#### DOCUMENT EXCERPT:
* begin *
[SOLVED] Cantor-Schroder-Bernstein

Consider the injections $\displaystyle f : \mathbb{N} \rightarrow \mathbb{N} \sqcup \mathbb{N} : n \rightarrow (0, n)$ and $\displaystyle g : \mathbb{N} \sqcup \mathbb{N} \rightarrow \mathbb{N}$ given by

$\displaystyle (i, n) \rightarrow 3n + i$, where $\displaystyle i = 0$ or $\displaystyle i = 1$.

(a) From the proof of Cantor-Schroder-Bernstein compute F(n) directly for n =

0, 1, 2, 3, 4 and find $\displaystyle F^{-1} (0,4)$.

Is this just simply finding g o f? Like for n=2 it would be f(2) = 2 then g(0,2) = 6?

Or is it... Find x such that (g o f)(x) = 0,1,2,3,4?

OR! Is it something to do with the fact that... if i=0 then F(n) can be either 0,3,6, ... (3n + 0 basically). And if i=1 then F(n) can be either 1,4,7, ... (3n+1)..?

Since F isn't actually defined I'm not sure what it is.

AND. Since the CSB theorem is involved, there will be bijection A -> B so it makes me think that some values of n will equal 0,3,6, ... or 1,4,7 ... and the rest will have to be defined as something else...
* end *
#### MATERIAL PROVIDED:
* begin *
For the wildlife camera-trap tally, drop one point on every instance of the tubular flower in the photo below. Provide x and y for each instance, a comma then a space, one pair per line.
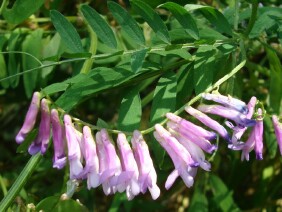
255, 141
74, 151
59, 159
91, 169
189, 126
240, 119
198, 140
110, 166
227, 101
42, 139
238, 131
147, 173
30, 118
180, 156
278, 131
130, 172
208, 122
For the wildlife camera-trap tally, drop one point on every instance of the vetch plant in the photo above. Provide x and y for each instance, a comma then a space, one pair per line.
141, 102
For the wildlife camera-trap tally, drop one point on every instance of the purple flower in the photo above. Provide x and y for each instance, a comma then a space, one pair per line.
109, 162
255, 140
189, 126
74, 151
229, 113
239, 131
42, 139
30, 118
91, 169
130, 173
181, 158
208, 122
147, 173
227, 101
278, 131
59, 159
198, 140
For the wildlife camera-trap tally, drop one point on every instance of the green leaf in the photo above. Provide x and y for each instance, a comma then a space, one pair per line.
48, 204
3, 67
199, 200
137, 59
99, 26
66, 30
70, 205
183, 17
222, 195
13, 60
130, 111
265, 21
153, 19
213, 16
128, 24
32, 45
275, 86
21, 10
164, 101
204, 67
184, 85
98, 80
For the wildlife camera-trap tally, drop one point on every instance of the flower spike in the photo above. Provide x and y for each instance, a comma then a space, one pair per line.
130, 172
147, 173
206, 120
278, 131
59, 158
42, 139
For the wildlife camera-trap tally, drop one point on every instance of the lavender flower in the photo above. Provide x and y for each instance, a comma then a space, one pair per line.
74, 151
109, 162
278, 131
227, 101
229, 113
198, 140
255, 140
30, 118
91, 168
147, 173
42, 139
180, 156
130, 172
239, 131
59, 159
208, 122
189, 126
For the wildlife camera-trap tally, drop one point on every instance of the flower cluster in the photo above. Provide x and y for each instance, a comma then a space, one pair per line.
128, 167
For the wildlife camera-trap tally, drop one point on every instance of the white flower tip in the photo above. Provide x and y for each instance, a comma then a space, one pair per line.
155, 191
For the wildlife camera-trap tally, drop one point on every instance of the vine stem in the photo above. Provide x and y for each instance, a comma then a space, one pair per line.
198, 97
20, 182
106, 55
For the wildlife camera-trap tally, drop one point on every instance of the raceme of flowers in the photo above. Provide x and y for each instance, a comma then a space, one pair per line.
128, 166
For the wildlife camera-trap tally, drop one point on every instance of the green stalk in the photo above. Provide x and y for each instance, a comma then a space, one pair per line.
253, 17
20, 182
3, 5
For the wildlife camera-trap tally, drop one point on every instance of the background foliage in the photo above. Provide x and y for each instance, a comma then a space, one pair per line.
126, 69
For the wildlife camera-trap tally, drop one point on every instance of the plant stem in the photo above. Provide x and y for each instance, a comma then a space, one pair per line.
20, 182
3, 5
93, 48
253, 18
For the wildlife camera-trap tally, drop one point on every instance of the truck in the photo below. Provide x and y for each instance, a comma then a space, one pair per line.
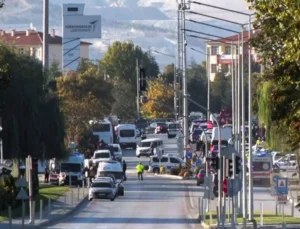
70, 170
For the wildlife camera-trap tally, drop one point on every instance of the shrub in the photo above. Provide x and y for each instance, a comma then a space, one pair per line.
186, 175
175, 171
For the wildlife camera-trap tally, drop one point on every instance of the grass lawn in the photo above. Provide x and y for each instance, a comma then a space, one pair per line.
46, 191
269, 218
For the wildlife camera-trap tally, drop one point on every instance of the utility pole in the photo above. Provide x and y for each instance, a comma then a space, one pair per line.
46, 34
184, 80
137, 89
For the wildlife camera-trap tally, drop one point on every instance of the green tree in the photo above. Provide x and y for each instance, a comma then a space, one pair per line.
84, 96
279, 91
27, 128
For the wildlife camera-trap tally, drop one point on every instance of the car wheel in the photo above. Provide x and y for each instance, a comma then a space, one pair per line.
156, 170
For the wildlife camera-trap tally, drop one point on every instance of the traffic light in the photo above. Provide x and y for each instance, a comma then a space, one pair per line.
238, 164
215, 163
230, 167
143, 83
* end *
#### WORK INSTRUCTIONS:
• a. In the forum post above, shorten the paragraph beginning "OR! Is it something to do with the fact" and keep its main facts.
• b. Copy the stretch of the forum post that opens with the words "0, 1, 2, 3, 4" and closes with "f)(x) = 0,1,2,3,4?", putting "merely" in place of "simply".

#### RESPONSES PER TASK:
• a. Does it depend on i? If i=0, F(n) takes the values 0, 3, 6, ... (3n + 0); if i=1, it takes 1, 4, 7, ... (3n + 1).

• b.
0, 1, 2, 3, 4 and find $\displaystyle F^{-1} (0,4)$.

Is this just merely finding g o f? Like for n=2 it would be f(2) = 2 then g(0,2) = 6?

Or is it... Find x such that (g o f)(x) = 0,1,2,3,4?